What is expected:
Format the material from the line with "Can you find the man's face?" to the line with "point(379, 203)", inclusive, as a two-column CSV with the headers input and output. Give each piece of material one row with its text and its answer, each in a single double-quoted field with line breaks replaced by spaces.

Material to process:

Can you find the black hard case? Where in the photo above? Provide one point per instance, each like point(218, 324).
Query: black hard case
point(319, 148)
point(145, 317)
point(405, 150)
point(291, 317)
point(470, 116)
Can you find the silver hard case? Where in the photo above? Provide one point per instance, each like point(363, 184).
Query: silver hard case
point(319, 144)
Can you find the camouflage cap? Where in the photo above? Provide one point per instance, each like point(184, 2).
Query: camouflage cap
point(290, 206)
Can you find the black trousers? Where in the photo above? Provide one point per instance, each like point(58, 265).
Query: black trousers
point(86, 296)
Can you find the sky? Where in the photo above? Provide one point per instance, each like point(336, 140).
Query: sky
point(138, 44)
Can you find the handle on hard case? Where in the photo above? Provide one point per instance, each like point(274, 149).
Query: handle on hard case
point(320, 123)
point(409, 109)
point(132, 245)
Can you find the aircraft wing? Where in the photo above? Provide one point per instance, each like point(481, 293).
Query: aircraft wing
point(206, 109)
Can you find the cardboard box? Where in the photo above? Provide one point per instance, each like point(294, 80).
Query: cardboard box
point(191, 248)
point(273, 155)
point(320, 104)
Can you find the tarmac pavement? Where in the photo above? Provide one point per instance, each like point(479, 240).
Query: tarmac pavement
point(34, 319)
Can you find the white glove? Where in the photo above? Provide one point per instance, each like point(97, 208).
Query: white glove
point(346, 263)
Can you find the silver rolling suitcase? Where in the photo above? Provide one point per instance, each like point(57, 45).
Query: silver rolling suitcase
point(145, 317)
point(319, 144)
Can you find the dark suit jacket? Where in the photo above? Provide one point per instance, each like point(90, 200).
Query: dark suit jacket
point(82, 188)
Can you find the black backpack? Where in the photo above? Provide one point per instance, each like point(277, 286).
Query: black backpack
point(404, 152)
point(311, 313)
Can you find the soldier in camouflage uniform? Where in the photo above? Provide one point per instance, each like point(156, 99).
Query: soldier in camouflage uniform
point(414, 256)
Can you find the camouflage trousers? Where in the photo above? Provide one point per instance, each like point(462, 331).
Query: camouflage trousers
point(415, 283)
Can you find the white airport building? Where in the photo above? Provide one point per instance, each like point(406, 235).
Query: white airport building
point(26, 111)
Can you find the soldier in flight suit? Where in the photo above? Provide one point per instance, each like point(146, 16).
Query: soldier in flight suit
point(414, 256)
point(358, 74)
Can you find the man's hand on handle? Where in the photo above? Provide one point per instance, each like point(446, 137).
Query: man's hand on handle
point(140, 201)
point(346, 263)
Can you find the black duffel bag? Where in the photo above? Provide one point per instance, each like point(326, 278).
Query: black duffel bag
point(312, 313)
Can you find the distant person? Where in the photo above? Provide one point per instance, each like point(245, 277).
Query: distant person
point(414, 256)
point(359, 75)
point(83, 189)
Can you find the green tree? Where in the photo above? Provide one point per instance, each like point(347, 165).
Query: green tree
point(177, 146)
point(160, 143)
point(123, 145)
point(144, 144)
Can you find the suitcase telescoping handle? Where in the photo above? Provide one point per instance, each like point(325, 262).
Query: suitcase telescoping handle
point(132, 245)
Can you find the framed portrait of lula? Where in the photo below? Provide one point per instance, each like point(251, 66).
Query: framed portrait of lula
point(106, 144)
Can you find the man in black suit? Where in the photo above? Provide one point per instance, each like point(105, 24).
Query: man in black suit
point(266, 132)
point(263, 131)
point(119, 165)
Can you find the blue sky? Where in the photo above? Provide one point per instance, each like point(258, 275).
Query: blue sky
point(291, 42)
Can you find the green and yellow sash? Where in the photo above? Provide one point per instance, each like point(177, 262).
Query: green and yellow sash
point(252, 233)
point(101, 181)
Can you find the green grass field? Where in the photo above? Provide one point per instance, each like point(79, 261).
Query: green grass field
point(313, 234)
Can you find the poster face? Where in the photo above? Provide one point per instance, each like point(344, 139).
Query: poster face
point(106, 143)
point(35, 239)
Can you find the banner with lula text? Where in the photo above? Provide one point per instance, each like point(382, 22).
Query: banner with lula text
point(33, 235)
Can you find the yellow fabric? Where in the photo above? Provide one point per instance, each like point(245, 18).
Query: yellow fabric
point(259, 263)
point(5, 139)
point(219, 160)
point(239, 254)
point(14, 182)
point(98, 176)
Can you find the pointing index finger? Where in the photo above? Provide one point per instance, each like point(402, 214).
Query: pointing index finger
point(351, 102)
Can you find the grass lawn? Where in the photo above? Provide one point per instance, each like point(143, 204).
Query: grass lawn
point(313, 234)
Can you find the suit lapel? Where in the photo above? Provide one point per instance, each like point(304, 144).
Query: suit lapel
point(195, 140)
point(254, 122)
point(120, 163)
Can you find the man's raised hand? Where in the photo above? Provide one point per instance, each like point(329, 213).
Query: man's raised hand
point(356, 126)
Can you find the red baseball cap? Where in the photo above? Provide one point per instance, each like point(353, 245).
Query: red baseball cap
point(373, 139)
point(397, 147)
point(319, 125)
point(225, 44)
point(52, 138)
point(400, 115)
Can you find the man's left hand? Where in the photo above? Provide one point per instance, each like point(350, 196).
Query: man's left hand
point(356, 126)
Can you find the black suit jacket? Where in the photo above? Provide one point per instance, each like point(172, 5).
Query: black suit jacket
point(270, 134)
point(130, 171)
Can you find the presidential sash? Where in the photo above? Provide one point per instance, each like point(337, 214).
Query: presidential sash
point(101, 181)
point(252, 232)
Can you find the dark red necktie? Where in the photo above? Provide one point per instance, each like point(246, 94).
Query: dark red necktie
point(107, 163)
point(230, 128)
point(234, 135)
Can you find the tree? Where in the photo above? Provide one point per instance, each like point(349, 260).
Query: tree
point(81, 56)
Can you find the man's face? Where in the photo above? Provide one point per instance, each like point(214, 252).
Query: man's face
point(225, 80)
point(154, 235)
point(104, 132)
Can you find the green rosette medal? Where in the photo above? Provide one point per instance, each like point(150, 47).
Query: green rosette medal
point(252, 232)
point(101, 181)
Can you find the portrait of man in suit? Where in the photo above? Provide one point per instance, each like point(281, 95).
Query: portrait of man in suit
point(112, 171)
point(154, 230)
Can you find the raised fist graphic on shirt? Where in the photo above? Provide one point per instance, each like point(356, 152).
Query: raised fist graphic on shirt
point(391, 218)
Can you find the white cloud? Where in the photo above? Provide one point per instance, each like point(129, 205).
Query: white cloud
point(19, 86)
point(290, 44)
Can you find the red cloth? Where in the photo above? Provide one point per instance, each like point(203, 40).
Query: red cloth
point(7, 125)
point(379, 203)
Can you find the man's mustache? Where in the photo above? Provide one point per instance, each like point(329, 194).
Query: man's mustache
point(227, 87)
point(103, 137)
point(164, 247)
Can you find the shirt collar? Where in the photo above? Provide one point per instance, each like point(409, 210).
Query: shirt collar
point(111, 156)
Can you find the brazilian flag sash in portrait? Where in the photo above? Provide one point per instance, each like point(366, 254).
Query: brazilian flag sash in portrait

Correct output:
input,output
"Can you find the man's face? Where in the photo above? Provide one point per instance, each like point(214, 252). Query: man's face","point(225, 80) point(154, 235) point(104, 132)"
"Can you find the green rosette medal? Where in the photo above? Provide one point per instance, each like point(150, 47). Query: green rosette medal","point(252, 232) point(101, 181)"
"Can you find the portrait of man in suit? Where in the photo above? Provide one point per instance, each like point(281, 95). Query: portrait of man in suit","point(112, 171) point(154, 230)"
"Can you find the raised fist graphic on shirt? Where in the photo above? Provide one point per instance, each like point(356, 152). Query: raised fist graphic on shirt","point(391, 218)"
"Can you find the white cloud? Where in the photo above? Provide one point per instance, each like point(129, 205). Query: white cloud","point(19, 86) point(290, 44)"
"Can you find the red cloth? Where in the photo above? Provide one point per instance, each like point(203, 40). Query: red cloth","point(7, 125) point(379, 203)"